==== Text under study

More specifically, the first technique for level shifting is a common design approach which had been used and which is presently still employed, and which is to fabricate on a single chip, an MOS memory chip and an MOS level converter. The level conversion is needed in order to make the MOS voltage levels compatible with higher TTL or bi-polar voltage levels, the TTL circuitry being employed normally in bus driver circuits, since more current is available with TTL than with MOS. One of the shortcomings of this first technique, however, is that relatively large propagation delays are inherently associated with level shifting as accomplished by MOS technology, due, at least in part, to the inherent capacitance involved.
As noted above, Applicant's invention operates with the other level conversion technique, and which thus enables a solution to this time propagation shortcoming by not requiring level shifting with MOS circuitry. Instead, the MOS memory chip provides its MOS-level output by way of an open collector MOS (or open drain MOSFET) transistor, to a second bi-polar chip, and thus presents an output having a variation in impedance rather than a variation in voltage level. The second bi-polar chip forms sense amp/bus driver circuitry, which circuitry senses the impedance level variation from the MOS memory chip, utilizing novel circuitry, and thus solves the above noted prior art problem. The impedance level variation associated with an open-drain MOSFET can typically be from 100 kilohms to 2 kilohms.
Other problems affecting sense amplifier or level converter operation, that have existed in the prior art include those derived from deleterious external effects on operation of the integrated circuit (IC) chip, e.g., external power supply variations. External effects were derived, in part, from the fact that the prior art sense amplifiers were not self-contained; off-chip, discrete components were used to generate reference and clamping levels. Therefore variations in the power supply including those variations that may have had a dis-proportionate impact, either on the integrated circuit or the discrete components, would create circuit operational problems. Variations in power supply level can create excessive delays, instabilities, and eventual malfunctions.

========
==== Available data

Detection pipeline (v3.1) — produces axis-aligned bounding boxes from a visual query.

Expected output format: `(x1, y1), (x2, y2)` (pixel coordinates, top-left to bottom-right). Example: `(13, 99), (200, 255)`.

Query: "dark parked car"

========

Questions:
a - In the passage on MOS level conversion, render this sentence in Spanish: "Variations in power supply level can create excessive delays, instabilities, and eventual malfunctions."
b - Please write the next paragraph of the passage on MOS level conversion, picking up after its final sentence.
The material after the passage comes from a separate source.

Results:
a - Las variaciones en el nivel de la fuente de alimentación pueden provocar retardos excesivos, inestabilidades y, finalmente, fallos de funcionamiento.

b -
Additional delays can be created by not clamping or controlling switching voltage levels within specific limits. Clamping of voltages within specific tolerances can be accomplished by certain techniques that are suitable for implementation by bi-polar methods. One of these clamping techniques employs cascoded transistors to limit voltage swings, as for example those in a switching differential amplifier. In the prior art, this kind of cascoded collector-voltage variation-limit was of necessity fabricated from either multiple-chip bi-polar integrated circuits, or from hybrid discrete component/IC combinations. This swing-limit circuit was therefore accompanied by inherent drawbacks associated with either having discretes or with having more than one chip performing the amplification function. The present invention provides a solution to these other problems, as well.
The present invention employs a unique reference voltage generation and biasing scheme which makes the circuitry relatively insensitive to power supply variation, thereby obviating problems derived therefrom, and further permits construction of this reference voltage generation/biasing circuitry, and voltage swing limiting circuitry on a single chip, thereby obviating multiple chip and off-chip discrete component problems as well.